Sunday, 20 May 2012

煮一鍋記憶的味道

由于长年在外工作的缘故,已经好几年没有回家过年了。今又回到哥市工作,年关将至,我与家人商量除夕团圆饭之事宜时,在菜单上写下猪肚白菜汤之际,不由感怀万分。祖母在世时,这是一道每逢过年必备的年菜。当年为了供应数十人而用特大锅煮汤的情景已今非昔比,现在也只能在记忆里回味。倘若不趁现在记述,久而久之,恐怕连我自己都会生疏,甚至于终将忘记也说不定。

回想起来,似乎不过是幾年前的事罢了。
除夕日上午不到八點鐘,家裏所有女性都已到祖母家報到,联手準備祭拜祖先的祭品。婆婆很隆重看待这一天祭拜祖先的事宜,絲毫馬虎不得。儘管店中年貨生意繁忙,她都得交托給大伯、爸爸和夥計们打理,自己非得親自打点這一年一度为祭拜祖先所准备的供品。那些山珍海错在当晚则转变成團圓飯桌上的美味佳肴。

**所给材料**
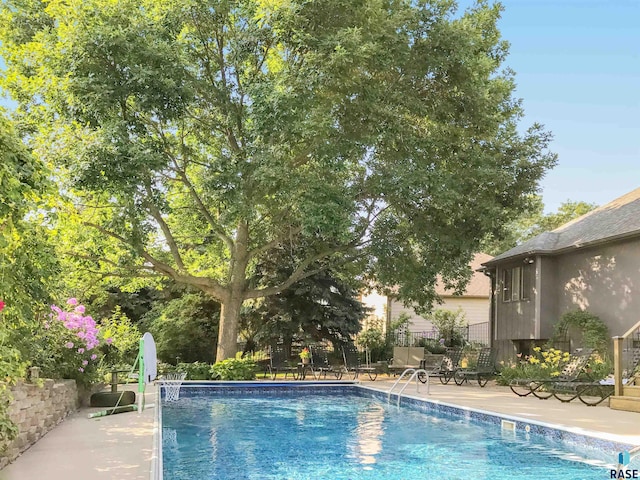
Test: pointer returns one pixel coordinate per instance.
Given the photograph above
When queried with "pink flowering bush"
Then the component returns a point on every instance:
(71, 341)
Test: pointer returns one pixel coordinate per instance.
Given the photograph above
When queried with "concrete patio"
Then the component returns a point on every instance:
(119, 447)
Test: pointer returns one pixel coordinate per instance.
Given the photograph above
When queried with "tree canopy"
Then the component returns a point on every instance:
(24, 276)
(532, 222)
(193, 138)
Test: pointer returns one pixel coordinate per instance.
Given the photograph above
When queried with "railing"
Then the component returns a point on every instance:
(626, 352)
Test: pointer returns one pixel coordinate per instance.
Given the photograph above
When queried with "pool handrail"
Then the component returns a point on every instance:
(414, 374)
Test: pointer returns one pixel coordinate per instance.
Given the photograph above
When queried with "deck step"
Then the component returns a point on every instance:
(629, 404)
(632, 391)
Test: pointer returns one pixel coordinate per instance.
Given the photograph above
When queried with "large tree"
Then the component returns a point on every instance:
(532, 222)
(194, 137)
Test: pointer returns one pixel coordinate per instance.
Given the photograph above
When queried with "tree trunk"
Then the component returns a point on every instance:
(228, 330)
(230, 312)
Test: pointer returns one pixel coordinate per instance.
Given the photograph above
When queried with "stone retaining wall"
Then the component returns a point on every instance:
(36, 410)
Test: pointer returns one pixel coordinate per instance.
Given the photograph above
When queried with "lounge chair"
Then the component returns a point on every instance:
(320, 363)
(544, 388)
(484, 370)
(406, 357)
(446, 368)
(352, 363)
(279, 362)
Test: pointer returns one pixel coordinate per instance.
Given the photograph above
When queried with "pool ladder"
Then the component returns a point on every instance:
(414, 374)
(633, 453)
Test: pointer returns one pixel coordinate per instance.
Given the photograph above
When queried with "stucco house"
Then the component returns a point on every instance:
(591, 263)
(474, 302)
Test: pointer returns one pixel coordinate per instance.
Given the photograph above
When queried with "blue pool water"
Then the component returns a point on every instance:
(327, 436)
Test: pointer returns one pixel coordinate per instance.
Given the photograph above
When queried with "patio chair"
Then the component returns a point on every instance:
(352, 363)
(483, 371)
(279, 362)
(320, 364)
(406, 357)
(544, 388)
(446, 368)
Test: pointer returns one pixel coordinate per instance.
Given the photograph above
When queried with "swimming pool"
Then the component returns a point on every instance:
(346, 432)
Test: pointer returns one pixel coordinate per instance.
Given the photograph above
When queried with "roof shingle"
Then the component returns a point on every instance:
(617, 219)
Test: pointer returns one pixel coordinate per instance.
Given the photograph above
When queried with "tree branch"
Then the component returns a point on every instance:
(209, 285)
(166, 231)
(299, 273)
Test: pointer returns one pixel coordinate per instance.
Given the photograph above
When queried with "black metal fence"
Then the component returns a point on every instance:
(477, 334)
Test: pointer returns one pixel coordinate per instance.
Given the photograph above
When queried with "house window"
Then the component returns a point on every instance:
(516, 283)
(506, 285)
(527, 277)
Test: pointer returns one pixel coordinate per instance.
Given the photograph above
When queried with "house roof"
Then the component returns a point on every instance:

**待解问题**
1. 在这篇回忆除夕团圆饭的文章里,祖母在世时每逢过年必备的年菜是哪一道?
2. 把这篇回忆除夕团圆饭的文章中从“由于长年在外工作的缘故,已经”到“回想起来,似乎不过是幾年前的事罢了。”的这一段原样抄下来。
3. 从这篇回忆除夕团圆饭的文章停下的地方接着往下写。

**预期答案**
1. 猪肚白菜汤。

2.
由于长年在外工作的缘故,已经好几年没有回家过年了。今又回到哥市工作,年关将至,我与家人商量除夕团圆饭之事宜时,在菜单上写下猪肚白菜汤之际,不由感怀万分。祖母在世时,这是一道每逢过年必备的年菜。当年为了供应数十人而用特大锅煮汤的情景已今非昔比,现在也只能在记忆里回味。倘若不趁现在记述,久而久之,恐怕连我自己都会生疏,甚至于终将忘记也说不定。

回想起来,似乎不过是幾年前的事罢了。

3.
婆婆尤其嚴格看待那鍋白菜湯,牢牢看緊每个步驟,不容任何差錯。“除夕夜的這鍋湯,絕對不能出任何差錯,大家吃了方能開心過年。”婆婆縂是這麽說。將一大鍋注八分滿的清水,煮開后將兩只土雞逐只放入,待熟即成了白斬雞,挂在廚房的角落。鍋内撇去浮沫后便下排骨以及塞了胡椒粒的豬肚,因爲人多,豬肚得一次下兩个方足夠供應。
炭爐要不時加火炭,這麽大的一个鍋非得兩个人才扛得起來,放在地上,用鉄夾把數塊炭放入的火池内時,炭炉会发出星火,这时候湯水突然閒沸騰起來,胡椒粒的香味不知不覺地溢滿了一整屋,在樓上玩耍的我們這一群小孩聞到顿觉垂涎欲滴,可是想到非要等到晚上方能尝到,感覺有點遙遠。
多年以來,我們都以這鍋湯為傲。除了白菜及猪肚,汤里还放了蘑菇、海參、鱼丸、鱼鳔,还少不了自家手打肉丸,材料之豐富,不亞於酒家烹煮出來的菜肴。
手打肉丸最需要的是耐性。半肥猪肉除了放虾仁,还放了现刮的淡水刀形鱼肉以及剖了皮的马蹄。两手持刀,要保持一定的距离,不能太低或太高,随着节奏,此起彼落。同时,要将原料不断地翻动直至起胶为止。如此丰富的原料并不需要太多的调味,仅需稍微的下点盐及胡椒粉便足以让它又香又鲜了。用一把小刀将肉饺搓成椭圆形的肉丸,几乎是家里每个女性都具有的本领,做起来驾轻就熟,犹如身怀绝技!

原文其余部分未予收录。